Match the word "segment". Return each line of the data below where it appears.

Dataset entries
───

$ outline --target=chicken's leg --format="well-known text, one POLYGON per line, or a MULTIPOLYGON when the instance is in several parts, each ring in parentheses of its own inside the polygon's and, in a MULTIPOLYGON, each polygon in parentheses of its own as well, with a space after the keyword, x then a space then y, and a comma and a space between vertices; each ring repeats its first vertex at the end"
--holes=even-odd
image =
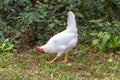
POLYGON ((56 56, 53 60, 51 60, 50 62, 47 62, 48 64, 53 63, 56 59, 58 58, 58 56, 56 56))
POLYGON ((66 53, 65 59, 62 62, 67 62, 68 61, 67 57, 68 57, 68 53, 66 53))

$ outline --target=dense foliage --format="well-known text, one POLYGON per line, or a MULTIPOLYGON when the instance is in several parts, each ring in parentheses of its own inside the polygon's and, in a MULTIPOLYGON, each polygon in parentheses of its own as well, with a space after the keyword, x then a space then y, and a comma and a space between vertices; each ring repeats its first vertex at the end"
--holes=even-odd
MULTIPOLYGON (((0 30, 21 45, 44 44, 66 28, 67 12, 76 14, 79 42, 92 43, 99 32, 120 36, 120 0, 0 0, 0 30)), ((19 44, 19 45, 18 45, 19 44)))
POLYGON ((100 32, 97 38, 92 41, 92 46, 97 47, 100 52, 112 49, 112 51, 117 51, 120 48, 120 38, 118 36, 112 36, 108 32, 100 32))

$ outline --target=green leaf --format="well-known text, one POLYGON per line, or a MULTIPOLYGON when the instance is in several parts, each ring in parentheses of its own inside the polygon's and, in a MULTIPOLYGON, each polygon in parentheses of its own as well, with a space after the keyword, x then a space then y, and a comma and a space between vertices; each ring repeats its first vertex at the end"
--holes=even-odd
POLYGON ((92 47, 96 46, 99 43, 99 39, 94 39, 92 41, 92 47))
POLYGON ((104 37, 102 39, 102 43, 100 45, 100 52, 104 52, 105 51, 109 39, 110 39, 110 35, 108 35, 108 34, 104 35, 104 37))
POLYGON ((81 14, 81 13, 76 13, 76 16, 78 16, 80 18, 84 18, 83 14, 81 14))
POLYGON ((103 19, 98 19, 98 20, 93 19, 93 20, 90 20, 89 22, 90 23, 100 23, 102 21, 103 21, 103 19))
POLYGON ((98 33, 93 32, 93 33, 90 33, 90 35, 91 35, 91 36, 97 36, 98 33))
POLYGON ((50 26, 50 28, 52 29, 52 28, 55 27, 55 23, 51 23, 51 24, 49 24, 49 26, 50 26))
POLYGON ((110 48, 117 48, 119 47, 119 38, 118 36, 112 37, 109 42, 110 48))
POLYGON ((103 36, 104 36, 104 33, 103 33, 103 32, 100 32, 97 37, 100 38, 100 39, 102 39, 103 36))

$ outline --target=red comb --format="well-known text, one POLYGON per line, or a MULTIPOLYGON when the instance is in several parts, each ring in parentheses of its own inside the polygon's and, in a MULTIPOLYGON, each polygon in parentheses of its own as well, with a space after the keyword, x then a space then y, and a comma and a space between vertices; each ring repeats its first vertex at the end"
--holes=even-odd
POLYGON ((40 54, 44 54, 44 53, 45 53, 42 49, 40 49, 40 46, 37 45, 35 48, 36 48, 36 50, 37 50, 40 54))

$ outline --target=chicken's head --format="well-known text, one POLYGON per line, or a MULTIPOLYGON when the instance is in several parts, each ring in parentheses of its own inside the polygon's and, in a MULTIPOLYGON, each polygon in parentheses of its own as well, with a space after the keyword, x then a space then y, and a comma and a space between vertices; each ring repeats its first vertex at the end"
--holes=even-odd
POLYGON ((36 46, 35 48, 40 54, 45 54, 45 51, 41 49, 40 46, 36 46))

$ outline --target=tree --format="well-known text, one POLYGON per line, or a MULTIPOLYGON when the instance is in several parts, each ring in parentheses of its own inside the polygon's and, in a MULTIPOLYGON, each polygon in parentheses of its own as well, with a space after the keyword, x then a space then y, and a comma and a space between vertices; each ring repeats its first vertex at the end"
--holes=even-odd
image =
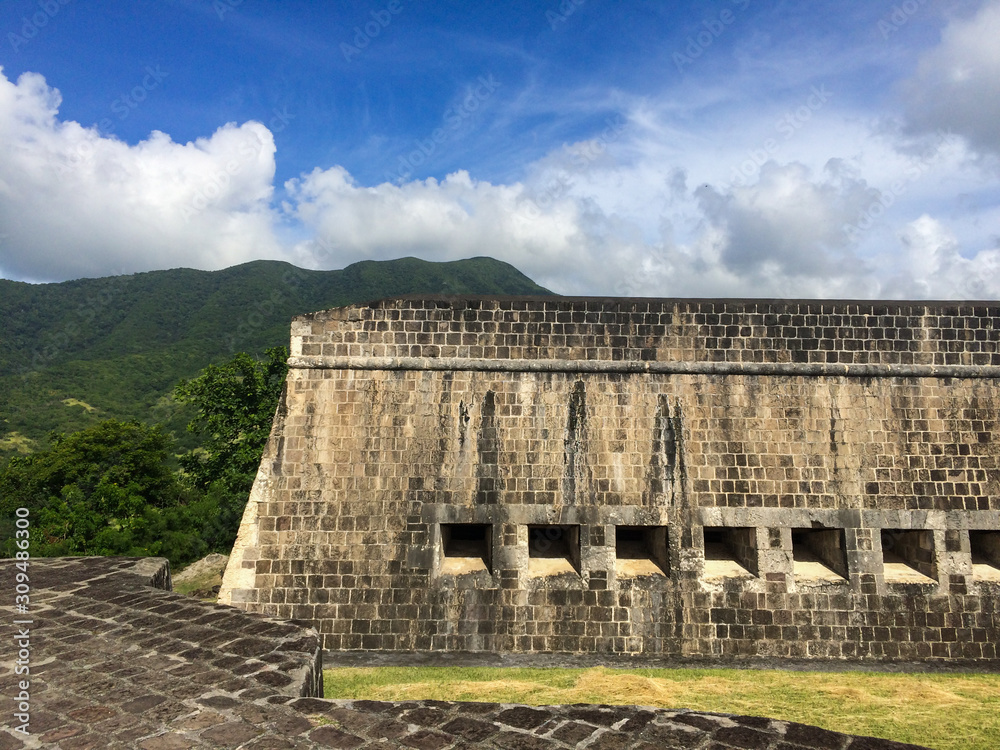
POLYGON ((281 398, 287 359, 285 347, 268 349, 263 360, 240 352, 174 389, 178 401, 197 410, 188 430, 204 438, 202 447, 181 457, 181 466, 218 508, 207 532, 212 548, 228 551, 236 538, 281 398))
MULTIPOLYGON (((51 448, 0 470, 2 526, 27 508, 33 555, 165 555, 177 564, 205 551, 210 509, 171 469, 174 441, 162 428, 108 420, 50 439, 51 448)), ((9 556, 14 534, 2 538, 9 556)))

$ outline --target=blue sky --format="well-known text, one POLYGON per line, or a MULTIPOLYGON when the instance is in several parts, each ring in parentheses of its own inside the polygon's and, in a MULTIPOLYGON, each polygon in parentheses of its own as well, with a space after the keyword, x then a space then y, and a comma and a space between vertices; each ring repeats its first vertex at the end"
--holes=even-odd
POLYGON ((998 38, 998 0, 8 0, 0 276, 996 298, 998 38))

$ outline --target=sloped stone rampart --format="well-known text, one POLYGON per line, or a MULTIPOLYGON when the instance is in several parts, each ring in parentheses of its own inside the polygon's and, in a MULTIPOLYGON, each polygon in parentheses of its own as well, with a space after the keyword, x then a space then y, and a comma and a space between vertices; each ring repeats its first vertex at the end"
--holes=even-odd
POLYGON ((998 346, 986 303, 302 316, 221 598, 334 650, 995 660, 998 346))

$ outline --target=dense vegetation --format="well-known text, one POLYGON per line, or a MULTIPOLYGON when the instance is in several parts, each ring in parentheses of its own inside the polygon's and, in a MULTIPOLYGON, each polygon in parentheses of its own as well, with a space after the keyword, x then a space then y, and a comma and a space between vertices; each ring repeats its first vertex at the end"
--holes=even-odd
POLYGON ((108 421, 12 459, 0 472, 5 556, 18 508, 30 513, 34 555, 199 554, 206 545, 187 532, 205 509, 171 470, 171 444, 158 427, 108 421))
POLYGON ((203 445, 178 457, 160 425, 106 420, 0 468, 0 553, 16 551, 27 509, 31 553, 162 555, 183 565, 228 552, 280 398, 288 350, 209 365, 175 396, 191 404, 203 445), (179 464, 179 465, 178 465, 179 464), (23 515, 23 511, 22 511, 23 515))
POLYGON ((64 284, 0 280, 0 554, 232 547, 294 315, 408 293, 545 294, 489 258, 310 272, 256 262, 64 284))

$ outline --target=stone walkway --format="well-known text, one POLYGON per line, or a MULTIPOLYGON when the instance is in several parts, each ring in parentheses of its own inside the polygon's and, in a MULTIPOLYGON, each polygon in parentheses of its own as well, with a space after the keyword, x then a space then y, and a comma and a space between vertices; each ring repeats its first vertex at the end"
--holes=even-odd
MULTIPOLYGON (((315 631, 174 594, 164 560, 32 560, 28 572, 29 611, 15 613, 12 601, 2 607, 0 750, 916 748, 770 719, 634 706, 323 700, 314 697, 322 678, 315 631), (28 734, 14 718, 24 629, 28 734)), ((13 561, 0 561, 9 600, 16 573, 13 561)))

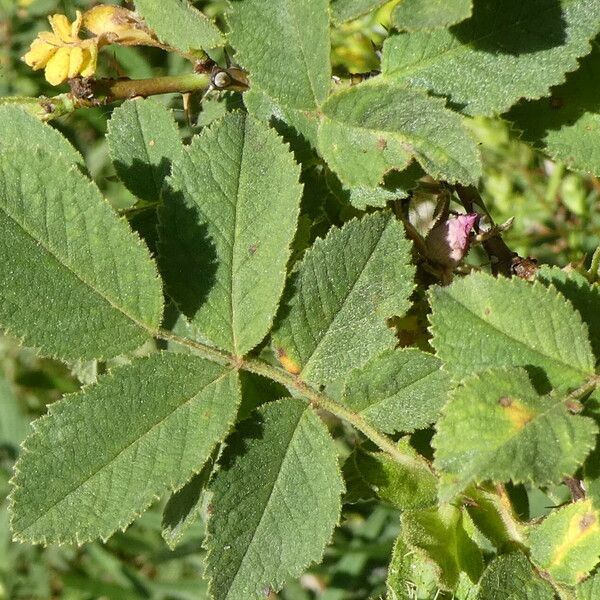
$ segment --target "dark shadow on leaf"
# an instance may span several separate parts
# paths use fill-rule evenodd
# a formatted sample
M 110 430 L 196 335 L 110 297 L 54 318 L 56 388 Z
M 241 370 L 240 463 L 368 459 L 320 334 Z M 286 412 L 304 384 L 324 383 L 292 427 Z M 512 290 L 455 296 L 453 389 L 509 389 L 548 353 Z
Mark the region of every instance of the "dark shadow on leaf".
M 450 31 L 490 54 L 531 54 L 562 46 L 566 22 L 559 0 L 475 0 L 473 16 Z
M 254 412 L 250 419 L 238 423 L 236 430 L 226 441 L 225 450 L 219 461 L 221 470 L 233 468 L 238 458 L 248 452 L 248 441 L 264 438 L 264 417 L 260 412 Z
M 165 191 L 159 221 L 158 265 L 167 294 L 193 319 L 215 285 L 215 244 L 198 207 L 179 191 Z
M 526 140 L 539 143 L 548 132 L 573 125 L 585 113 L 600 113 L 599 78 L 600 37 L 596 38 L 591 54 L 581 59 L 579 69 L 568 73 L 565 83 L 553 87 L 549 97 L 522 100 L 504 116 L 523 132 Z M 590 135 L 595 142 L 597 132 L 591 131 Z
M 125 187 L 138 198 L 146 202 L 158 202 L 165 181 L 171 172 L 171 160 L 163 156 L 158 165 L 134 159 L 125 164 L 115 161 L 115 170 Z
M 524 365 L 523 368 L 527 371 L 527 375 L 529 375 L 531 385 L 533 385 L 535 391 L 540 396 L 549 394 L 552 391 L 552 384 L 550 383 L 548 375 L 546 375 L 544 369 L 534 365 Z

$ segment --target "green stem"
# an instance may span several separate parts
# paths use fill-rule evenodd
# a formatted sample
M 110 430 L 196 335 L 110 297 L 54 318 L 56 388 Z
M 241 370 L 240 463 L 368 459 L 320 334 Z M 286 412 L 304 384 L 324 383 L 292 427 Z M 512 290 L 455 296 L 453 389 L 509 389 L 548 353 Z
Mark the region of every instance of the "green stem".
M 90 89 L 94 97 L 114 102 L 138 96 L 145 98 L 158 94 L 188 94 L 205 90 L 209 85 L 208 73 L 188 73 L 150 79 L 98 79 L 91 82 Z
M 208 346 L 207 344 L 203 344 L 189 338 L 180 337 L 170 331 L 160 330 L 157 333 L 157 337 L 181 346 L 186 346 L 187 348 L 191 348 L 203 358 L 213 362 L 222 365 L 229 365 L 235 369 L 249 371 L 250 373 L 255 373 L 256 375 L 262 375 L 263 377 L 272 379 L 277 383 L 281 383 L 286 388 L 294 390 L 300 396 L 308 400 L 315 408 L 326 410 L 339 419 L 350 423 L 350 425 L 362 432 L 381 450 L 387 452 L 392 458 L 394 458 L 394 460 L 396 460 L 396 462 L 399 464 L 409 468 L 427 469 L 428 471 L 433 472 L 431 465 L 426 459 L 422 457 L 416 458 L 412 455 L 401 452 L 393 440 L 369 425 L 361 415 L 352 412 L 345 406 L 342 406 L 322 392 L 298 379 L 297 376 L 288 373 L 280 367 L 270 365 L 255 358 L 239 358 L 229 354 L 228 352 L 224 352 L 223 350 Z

───

Answer to this problem
$ segment --target "dark shadow on leaf"
$ segment --target "green stem"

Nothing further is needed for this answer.